▶ YOUR TASKS:
(a) Answer these questions using the passage on the Salian dynasty:
(i) In what year did Henry IV travel to Canossa to do penance?
(ii) Under the Concordat of Worms, what right was given to the German king?
(iii) On what date was Henry III crowned emperor?
(b) From the passage on the Salian dynasty, list every ruler named under the heading "Salian Kings and Emperors".

▶ PASSAGE SHOWN:
+---+

The early Salians owed much of their success to their alliance with the Church, a policy begun by Otto I, which gave them the material support they needed to subdue rebellious dukes. In time, however, the Church came to regret this close relationship. The alliance broke down in 1075 during what came to be known as the Investiture Controversy (or Investiture Dispute), a struggle in which the reformist Pope, Gregory VII, demanded that Emperor Henry IV renounce his rights over the Church in Germany. The pope also attacked the concept of monarchy by divine right and gained the support of significant elements of the German nobility interested in limiting imperial absolutism.

More importantly, the pope forbade ecclesiastical officials under pain of excommunication from supporting Henry as they had so freely done in the past. In the end, Henry IV journeyed to Canossa in northern Italy in 1077 to do penance and to receive absolution from the pope. However, he resumed the practice of lay investiture (appointment of religious officials by civil authorities) and arranged the election of an antipope (Antipope Clement III) in 1080.

The monarch's struggle with the papacy resulted in a war that ravaged through the Holy Roman Empire from 1077 until the Concordat of Worms in 1122. The reign of the last ruler of the Salian dynasty Henry V coincided with the final phase of the great Investiture Controversy, which had pitted pope against emperor. By the settlement of the Concordat of Worms, Henry V surrendered to the demands of the second generation of Gregorian reformers. This agreement stipulated that the pope would appoint high church officials but gave the German king the right to veto the papal choices.

Imperial control of Italy was lost for a time, and the imperial crown became dependent on the political support of competing aristocratic factions. Feudalism became more widespread as freemen sought protection by swearing allegiance to a lord. These powerful local rulers, having thereby acquired extensive territories and large military retinues, took over administration within their territories and organized it around an increasing number of castles. The most powerful of these local rulers came to be called princes rather than dukes.

According to the laws of the feudal system of the Holy Roman Empire, the king had no claims on the vassals of other princes, only on those living within his family's territory. Lacking the support of the formerly independent vassals and weakened by the increasing hostility of the Church, the monarchy lost its pre-eminence. Thus the Investiture Contest strengthened local power in the Holy Roman Empire – in contrast to the trend in France and England, where centralized royal power grew. The Investiture Contest had an additional effect. The long struggle between emperor and pope hurt the Holy Roman Empire's intellectual life, in this period largely confined to monasteries, and the empire no longer led or even kept pace with developments occurring in France and Italy. For instance, no universities were founded in the Holy Roman Empire until the fourteenth century.

The first Hohenstaufen king Conrad III was a grandson of the Salian Henry IV, Holy Roman Emperor. (Agnes, Henry IV's daughter and Henry V's sister, was the heiress to the Salian dynasty's lands: her first marriage produced the royal and imperial Hohenstaufen dynasty and her second marriage the ducal Babenberg potentates of the Duchy of Austria, which was elevated much due to these connections via the Privilegium Minus.)

==Salian Kings and Emperors==

- Conrad II 1024–1039, crowned emperor on 26 March 1027
- Henry III 1039–1056, crowned emperor on 25 December 1046
- Henry IV 1056–1106, crowned emperor on 31 March 1084
  - Conrad (III) 1087–1098, nominal king under his father Henry IV
- Henry V 1106–1125, crowned emperor on 13 April 1111

Their regnal dates as emperor take into account elections and subsequent coronations.

+---+

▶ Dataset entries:

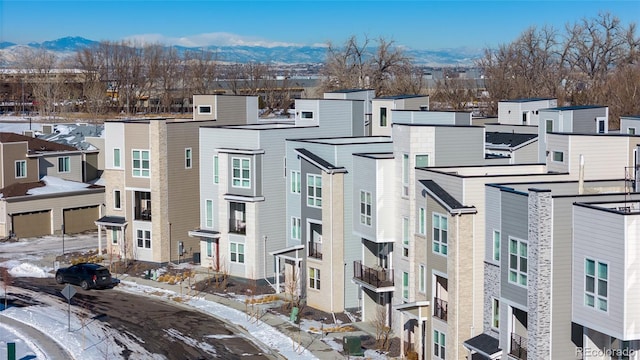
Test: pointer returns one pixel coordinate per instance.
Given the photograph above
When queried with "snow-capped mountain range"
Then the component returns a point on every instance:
(67, 46)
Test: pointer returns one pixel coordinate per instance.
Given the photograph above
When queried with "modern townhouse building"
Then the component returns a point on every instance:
(321, 207)
(535, 282)
(43, 188)
(381, 107)
(243, 184)
(587, 119)
(523, 111)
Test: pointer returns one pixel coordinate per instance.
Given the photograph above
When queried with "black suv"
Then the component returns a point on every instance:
(87, 275)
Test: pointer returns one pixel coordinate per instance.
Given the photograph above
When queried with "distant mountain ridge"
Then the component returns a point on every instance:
(243, 54)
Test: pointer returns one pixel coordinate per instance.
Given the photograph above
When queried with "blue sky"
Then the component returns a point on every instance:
(414, 24)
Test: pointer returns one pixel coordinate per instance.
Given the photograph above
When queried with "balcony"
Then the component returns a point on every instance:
(237, 226)
(518, 346)
(440, 309)
(315, 250)
(377, 277)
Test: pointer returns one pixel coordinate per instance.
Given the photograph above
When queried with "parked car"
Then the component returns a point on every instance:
(87, 275)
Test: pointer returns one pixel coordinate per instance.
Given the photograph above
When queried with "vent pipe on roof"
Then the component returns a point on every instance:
(581, 176)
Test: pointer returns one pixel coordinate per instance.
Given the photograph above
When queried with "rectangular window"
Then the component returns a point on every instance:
(596, 284)
(314, 278)
(439, 342)
(405, 237)
(209, 213)
(496, 245)
(405, 174)
(116, 158)
(236, 252)
(188, 153)
(116, 200)
(141, 164)
(295, 182)
(405, 285)
(558, 156)
(422, 160)
(365, 208)
(216, 173)
(518, 254)
(495, 311)
(21, 169)
(440, 229)
(64, 164)
(209, 248)
(314, 190)
(144, 239)
(295, 228)
(422, 221)
(241, 173)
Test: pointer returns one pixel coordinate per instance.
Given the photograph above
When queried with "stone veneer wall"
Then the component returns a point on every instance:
(539, 274)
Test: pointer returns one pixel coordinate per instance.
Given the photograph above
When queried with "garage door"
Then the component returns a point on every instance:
(32, 224)
(77, 220)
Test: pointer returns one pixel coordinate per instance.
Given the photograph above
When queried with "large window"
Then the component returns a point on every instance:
(440, 229)
(21, 169)
(241, 173)
(144, 238)
(596, 284)
(141, 164)
(518, 255)
(64, 164)
(295, 181)
(314, 190)
(439, 342)
(314, 278)
(188, 158)
(295, 228)
(365, 208)
(209, 213)
(236, 254)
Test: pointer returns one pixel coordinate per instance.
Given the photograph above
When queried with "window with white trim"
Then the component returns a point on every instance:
(295, 228)
(440, 230)
(116, 158)
(314, 190)
(21, 169)
(596, 284)
(439, 343)
(496, 245)
(64, 164)
(314, 278)
(236, 252)
(208, 211)
(241, 172)
(295, 182)
(365, 207)
(188, 158)
(518, 257)
(143, 238)
(141, 165)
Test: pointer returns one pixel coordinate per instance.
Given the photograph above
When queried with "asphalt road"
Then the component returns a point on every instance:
(157, 325)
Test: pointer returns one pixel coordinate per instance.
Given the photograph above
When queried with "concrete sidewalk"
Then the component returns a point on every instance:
(312, 342)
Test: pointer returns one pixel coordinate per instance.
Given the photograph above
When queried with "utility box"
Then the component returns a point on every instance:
(351, 345)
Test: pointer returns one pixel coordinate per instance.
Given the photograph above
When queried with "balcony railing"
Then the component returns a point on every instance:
(518, 346)
(315, 250)
(373, 276)
(237, 226)
(440, 309)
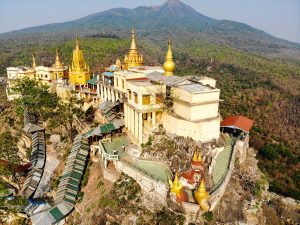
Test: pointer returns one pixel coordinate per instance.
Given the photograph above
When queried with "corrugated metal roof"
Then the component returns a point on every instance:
(240, 122)
(167, 80)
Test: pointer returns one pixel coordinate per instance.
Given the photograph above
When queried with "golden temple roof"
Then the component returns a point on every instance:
(133, 58)
(169, 65)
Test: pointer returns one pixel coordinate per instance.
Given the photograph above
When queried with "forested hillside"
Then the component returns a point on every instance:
(240, 58)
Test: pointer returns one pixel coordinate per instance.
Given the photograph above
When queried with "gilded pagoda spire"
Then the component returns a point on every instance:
(57, 63)
(195, 158)
(133, 58)
(169, 65)
(79, 70)
(77, 43)
(33, 60)
(133, 44)
(199, 158)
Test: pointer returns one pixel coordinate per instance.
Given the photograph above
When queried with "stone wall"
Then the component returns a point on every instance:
(155, 191)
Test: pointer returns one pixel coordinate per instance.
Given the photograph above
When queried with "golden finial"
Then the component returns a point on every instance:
(199, 158)
(169, 65)
(133, 44)
(57, 63)
(195, 158)
(33, 60)
(118, 63)
(201, 196)
(176, 185)
(77, 42)
(133, 58)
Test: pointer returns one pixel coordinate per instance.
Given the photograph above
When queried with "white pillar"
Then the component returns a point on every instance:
(132, 121)
(105, 163)
(136, 125)
(140, 128)
(101, 93)
(128, 117)
(153, 119)
(125, 114)
(113, 95)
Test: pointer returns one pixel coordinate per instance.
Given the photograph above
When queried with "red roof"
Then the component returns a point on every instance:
(240, 122)
(137, 78)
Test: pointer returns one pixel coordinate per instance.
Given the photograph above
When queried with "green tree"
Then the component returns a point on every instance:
(66, 113)
(9, 157)
(35, 97)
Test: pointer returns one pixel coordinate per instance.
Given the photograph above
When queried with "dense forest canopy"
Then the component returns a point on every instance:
(259, 75)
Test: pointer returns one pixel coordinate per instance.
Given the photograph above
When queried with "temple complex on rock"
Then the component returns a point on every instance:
(137, 99)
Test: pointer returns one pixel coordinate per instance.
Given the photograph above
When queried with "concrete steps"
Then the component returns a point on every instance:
(222, 163)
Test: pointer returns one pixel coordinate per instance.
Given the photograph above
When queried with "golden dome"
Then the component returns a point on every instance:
(169, 65)
(176, 185)
(133, 58)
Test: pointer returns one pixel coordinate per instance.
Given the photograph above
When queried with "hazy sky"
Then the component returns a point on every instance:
(280, 18)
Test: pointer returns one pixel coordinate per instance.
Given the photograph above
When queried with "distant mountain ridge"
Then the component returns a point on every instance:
(155, 22)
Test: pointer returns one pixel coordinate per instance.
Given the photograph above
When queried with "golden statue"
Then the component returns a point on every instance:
(201, 196)
(118, 63)
(176, 185)
(133, 58)
(169, 65)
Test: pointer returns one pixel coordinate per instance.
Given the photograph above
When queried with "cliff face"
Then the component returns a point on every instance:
(247, 199)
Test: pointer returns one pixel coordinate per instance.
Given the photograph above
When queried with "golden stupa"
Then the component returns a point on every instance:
(195, 157)
(133, 58)
(57, 64)
(33, 61)
(79, 72)
(176, 185)
(199, 158)
(118, 63)
(201, 196)
(169, 65)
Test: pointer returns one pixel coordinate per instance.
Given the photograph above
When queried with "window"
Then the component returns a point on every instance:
(136, 100)
(146, 99)
(129, 94)
(159, 98)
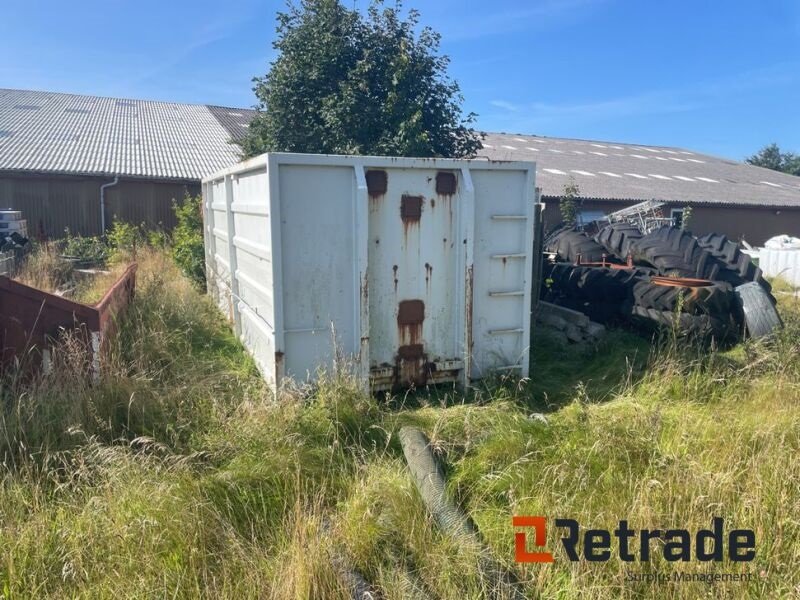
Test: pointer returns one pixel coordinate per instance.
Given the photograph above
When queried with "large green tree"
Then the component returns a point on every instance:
(771, 157)
(349, 83)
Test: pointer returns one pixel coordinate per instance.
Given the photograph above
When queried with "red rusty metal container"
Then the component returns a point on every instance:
(31, 320)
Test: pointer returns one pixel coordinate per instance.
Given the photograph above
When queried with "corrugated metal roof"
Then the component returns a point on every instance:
(49, 132)
(66, 133)
(632, 172)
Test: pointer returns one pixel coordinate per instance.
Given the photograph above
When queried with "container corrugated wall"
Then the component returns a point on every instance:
(414, 271)
(781, 263)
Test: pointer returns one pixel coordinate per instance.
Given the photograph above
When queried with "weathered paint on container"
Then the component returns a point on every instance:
(416, 271)
(784, 263)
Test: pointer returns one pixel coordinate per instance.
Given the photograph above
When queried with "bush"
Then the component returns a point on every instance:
(188, 248)
(84, 250)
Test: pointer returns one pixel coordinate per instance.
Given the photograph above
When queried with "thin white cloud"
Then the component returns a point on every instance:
(533, 116)
(459, 24)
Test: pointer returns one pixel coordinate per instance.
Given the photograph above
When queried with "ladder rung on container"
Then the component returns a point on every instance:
(505, 331)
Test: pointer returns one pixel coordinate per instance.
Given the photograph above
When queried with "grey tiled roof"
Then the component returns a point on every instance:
(48, 132)
(64, 133)
(619, 171)
(234, 120)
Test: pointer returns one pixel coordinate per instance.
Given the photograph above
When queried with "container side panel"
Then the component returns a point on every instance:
(499, 282)
(320, 279)
(259, 339)
(253, 242)
(412, 248)
(221, 260)
(781, 263)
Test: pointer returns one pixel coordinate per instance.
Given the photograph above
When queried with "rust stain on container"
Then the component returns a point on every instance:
(410, 208)
(445, 183)
(31, 320)
(411, 359)
(411, 312)
(377, 183)
(468, 311)
(365, 289)
(428, 276)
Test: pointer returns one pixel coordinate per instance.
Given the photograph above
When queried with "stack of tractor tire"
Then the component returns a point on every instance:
(704, 288)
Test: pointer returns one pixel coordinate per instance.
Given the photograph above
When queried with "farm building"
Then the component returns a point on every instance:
(60, 152)
(63, 155)
(734, 198)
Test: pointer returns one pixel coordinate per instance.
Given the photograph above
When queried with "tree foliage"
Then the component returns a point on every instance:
(569, 203)
(771, 157)
(188, 249)
(347, 83)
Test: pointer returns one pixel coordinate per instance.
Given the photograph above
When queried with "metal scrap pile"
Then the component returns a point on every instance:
(701, 287)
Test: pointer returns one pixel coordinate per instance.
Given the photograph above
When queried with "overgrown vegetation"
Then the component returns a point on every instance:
(568, 204)
(178, 475)
(771, 157)
(188, 248)
(349, 83)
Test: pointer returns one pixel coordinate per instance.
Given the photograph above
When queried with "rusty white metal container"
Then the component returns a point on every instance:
(414, 271)
(780, 262)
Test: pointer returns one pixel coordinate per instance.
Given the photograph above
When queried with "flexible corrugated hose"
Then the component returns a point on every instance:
(430, 482)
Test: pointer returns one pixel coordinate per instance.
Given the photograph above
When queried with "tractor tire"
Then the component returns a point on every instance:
(702, 327)
(617, 239)
(758, 311)
(592, 284)
(716, 299)
(569, 245)
(737, 268)
(675, 252)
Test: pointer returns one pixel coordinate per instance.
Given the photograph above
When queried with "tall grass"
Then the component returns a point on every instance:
(179, 475)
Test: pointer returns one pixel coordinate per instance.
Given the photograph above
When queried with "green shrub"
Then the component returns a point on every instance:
(123, 239)
(188, 248)
(83, 249)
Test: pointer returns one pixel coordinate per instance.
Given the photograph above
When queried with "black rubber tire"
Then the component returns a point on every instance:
(592, 283)
(675, 252)
(716, 299)
(737, 267)
(758, 311)
(617, 238)
(570, 245)
(705, 327)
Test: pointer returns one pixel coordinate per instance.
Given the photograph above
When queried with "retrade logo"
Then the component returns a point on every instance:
(629, 545)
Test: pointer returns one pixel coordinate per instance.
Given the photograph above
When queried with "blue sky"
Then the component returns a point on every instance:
(719, 77)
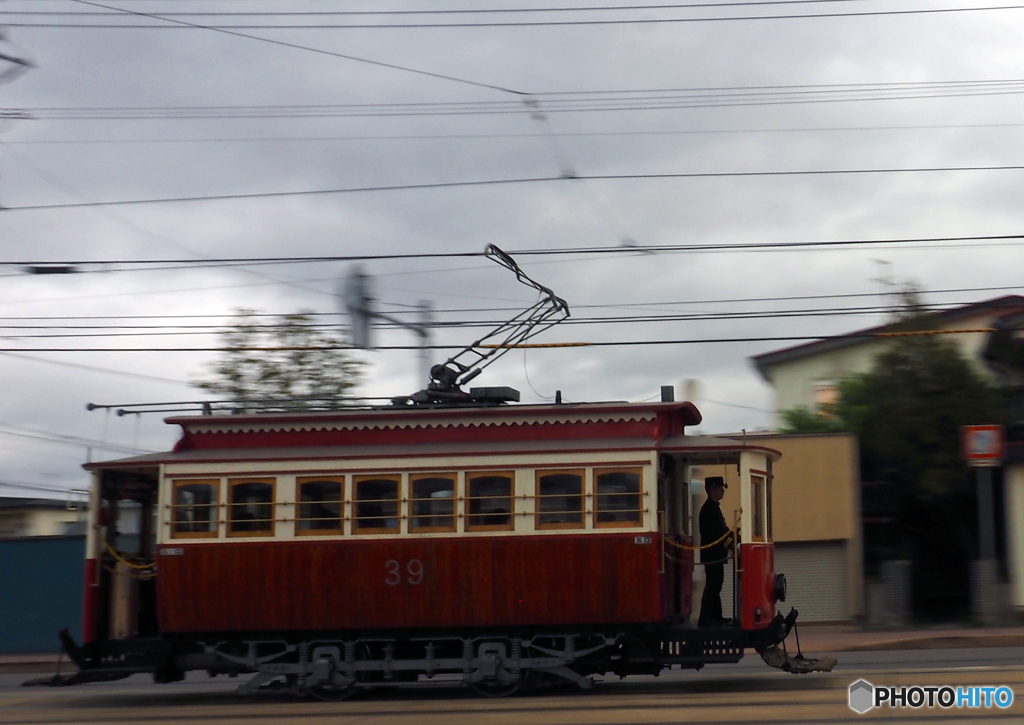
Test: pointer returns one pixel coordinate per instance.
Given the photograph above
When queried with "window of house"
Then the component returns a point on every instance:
(322, 506)
(194, 509)
(617, 499)
(825, 396)
(376, 500)
(491, 507)
(432, 503)
(559, 499)
(250, 508)
(758, 502)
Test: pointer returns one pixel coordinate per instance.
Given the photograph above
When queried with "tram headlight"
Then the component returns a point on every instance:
(779, 589)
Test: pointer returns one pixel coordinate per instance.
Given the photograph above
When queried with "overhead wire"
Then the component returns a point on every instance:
(511, 181)
(473, 136)
(171, 17)
(626, 305)
(555, 101)
(172, 331)
(297, 46)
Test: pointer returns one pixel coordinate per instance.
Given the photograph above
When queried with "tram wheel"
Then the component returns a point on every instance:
(331, 693)
(500, 689)
(335, 693)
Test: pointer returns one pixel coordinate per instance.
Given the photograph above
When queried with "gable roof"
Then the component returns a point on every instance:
(1010, 304)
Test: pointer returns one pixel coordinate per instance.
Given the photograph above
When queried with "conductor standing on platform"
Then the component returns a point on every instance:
(713, 528)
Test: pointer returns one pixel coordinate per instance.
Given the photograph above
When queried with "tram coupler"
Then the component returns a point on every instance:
(771, 647)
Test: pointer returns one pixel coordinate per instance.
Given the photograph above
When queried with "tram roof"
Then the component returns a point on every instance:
(700, 449)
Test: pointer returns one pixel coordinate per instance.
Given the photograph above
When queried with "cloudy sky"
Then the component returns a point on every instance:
(640, 141)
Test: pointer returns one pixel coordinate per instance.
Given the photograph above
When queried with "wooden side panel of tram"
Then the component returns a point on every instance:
(478, 582)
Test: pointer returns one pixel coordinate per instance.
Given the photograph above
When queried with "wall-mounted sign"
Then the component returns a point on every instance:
(983, 444)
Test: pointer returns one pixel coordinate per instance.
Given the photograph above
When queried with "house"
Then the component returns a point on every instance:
(814, 521)
(40, 517)
(987, 333)
(808, 375)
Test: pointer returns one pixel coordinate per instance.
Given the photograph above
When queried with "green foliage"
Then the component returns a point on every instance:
(907, 412)
(801, 420)
(288, 359)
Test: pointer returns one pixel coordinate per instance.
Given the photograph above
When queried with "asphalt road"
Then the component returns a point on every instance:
(748, 692)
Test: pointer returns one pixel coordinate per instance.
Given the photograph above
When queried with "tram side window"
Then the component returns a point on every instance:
(432, 503)
(250, 510)
(617, 497)
(322, 506)
(376, 501)
(559, 499)
(491, 507)
(758, 502)
(194, 513)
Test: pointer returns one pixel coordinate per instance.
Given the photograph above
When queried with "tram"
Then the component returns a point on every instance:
(452, 536)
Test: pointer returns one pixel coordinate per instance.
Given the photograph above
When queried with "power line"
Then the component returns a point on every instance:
(65, 439)
(782, 298)
(466, 11)
(473, 136)
(296, 46)
(181, 25)
(509, 181)
(80, 333)
(553, 251)
(94, 369)
(603, 343)
(30, 486)
(555, 102)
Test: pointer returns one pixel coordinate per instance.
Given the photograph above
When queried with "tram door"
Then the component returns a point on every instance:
(674, 524)
(123, 596)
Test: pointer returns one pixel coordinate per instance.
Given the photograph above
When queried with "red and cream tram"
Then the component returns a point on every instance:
(448, 536)
(337, 551)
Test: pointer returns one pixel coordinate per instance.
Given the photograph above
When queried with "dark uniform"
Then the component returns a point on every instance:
(713, 527)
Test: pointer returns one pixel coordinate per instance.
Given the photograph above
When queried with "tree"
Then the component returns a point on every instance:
(289, 361)
(907, 412)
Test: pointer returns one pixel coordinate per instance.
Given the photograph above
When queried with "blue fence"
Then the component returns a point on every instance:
(41, 584)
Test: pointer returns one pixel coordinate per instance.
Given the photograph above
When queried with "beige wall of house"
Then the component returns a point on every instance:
(1013, 488)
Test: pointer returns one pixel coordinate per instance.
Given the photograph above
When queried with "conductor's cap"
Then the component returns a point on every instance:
(715, 482)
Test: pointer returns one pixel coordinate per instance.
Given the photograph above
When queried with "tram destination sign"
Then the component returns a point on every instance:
(983, 444)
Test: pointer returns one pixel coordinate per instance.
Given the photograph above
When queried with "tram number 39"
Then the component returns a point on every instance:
(413, 572)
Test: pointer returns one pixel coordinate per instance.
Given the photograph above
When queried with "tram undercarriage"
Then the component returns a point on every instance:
(492, 664)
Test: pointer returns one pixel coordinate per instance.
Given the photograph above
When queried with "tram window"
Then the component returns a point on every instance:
(758, 502)
(617, 497)
(559, 499)
(250, 510)
(194, 512)
(491, 502)
(376, 501)
(321, 506)
(432, 502)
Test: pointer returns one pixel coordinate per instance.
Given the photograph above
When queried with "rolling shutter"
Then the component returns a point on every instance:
(817, 576)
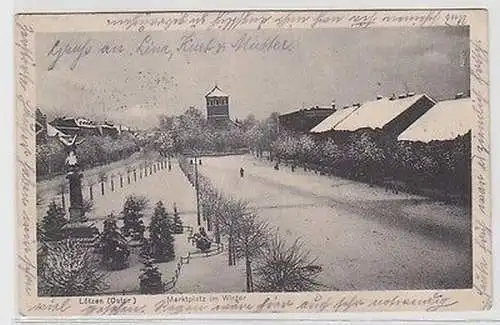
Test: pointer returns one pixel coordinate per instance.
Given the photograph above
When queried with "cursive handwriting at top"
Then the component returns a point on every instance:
(62, 49)
(74, 52)
(479, 61)
(253, 20)
(26, 188)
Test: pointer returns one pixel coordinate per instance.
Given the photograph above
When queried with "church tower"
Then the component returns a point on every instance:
(217, 107)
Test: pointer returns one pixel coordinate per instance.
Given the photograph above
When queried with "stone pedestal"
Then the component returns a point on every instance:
(75, 196)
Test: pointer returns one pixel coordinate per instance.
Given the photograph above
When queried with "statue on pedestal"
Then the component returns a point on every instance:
(74, 176)
(77, 227)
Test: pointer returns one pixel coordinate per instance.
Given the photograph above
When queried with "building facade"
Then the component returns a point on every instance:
(303, 120)
(217, 107)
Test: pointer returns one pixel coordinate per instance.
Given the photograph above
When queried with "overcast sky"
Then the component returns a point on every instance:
(345, 65)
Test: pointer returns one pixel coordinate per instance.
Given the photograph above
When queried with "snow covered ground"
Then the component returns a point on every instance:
(365, 238)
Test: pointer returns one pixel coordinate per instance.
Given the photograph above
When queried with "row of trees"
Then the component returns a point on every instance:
(370, 156)
(191, 131)
(94, 151)
(68, 267)
(280, 267)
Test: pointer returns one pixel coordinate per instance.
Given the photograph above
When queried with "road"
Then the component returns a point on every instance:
(363, 237)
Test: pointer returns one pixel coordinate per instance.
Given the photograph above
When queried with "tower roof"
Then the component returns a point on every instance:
(216, 92)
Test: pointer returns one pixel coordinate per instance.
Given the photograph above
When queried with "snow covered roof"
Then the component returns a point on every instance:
(331, 121)
(376, 114)
(444, 121)
(216, 92)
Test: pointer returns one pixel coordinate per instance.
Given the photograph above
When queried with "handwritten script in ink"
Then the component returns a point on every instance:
(25, 155)
(182, 304)
(480, 159)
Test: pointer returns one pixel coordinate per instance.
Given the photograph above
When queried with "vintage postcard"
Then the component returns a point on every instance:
(252, 162)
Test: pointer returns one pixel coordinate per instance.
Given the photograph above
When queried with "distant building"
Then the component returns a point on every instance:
(444, 121)
(391, 116)
(75, 126)
(217, 107)
(304, 119)
(84, 127)
(334, 119)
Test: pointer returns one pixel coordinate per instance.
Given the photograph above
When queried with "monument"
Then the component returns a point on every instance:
(77, 227)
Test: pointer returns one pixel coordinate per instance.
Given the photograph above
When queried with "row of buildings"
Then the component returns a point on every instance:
(407, 117)
(70, 126)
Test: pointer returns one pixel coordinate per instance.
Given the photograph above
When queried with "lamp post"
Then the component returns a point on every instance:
(198, 216)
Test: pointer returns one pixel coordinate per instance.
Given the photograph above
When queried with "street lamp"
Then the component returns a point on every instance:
(198, 216)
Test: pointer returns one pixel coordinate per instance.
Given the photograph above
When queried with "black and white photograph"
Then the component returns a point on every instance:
(265, 160)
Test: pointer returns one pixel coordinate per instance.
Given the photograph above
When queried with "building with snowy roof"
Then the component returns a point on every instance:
(391, 116)
(303, 120)
(444, 121)
(334, 119)
(217, 107)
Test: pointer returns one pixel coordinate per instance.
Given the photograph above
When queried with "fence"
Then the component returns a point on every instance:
(113, 182)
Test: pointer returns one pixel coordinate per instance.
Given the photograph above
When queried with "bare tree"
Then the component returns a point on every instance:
(250, 237)
(287, 268)
(70, 269)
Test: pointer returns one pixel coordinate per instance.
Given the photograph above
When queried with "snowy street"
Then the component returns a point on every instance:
(364, 238)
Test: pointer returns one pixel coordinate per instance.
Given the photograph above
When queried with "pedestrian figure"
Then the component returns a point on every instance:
(202, 232)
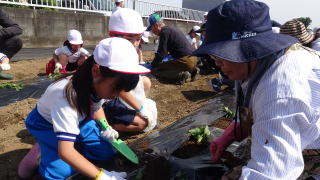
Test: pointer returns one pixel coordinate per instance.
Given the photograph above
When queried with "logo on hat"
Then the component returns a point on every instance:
(243, 35)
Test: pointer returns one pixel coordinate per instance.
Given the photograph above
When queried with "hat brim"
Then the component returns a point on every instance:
(138, 69)
(76, 42)
(246, 50)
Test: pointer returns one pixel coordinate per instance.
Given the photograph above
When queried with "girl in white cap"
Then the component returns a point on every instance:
(70, 56)
(66, 114)
(132, 111)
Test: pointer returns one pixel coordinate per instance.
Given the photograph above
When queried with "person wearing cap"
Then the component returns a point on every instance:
(118, 5)
(70, 56)
(132, 111)
(172, 41)
(192, 37)
(277, 85)
(68, 114)
(298, 30)
(10, 42)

+---+

▶ PER-TASK OUTPUTS:
(a)
(i) 1077
(ii) The right to veto the papal choices of high church officials
(iii) 25 December 1046

(b)
Conrad II
Henry III
Henry IV
Conrad (III)
Henry V